=== Working data ===
__________

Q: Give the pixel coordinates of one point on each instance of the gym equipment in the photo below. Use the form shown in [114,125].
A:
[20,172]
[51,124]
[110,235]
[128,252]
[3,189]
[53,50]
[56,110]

__________

I'd like all of the entries written out again exactly as they appear above.

Q: Give the pixel coordinates of one point on each instance of the gym equipment in the photo below. Use the form shown in [114,125].
A:
[20,172]
[51,124]
[110,235]
[128,252]
[3,189]
[53,50]
[56,110]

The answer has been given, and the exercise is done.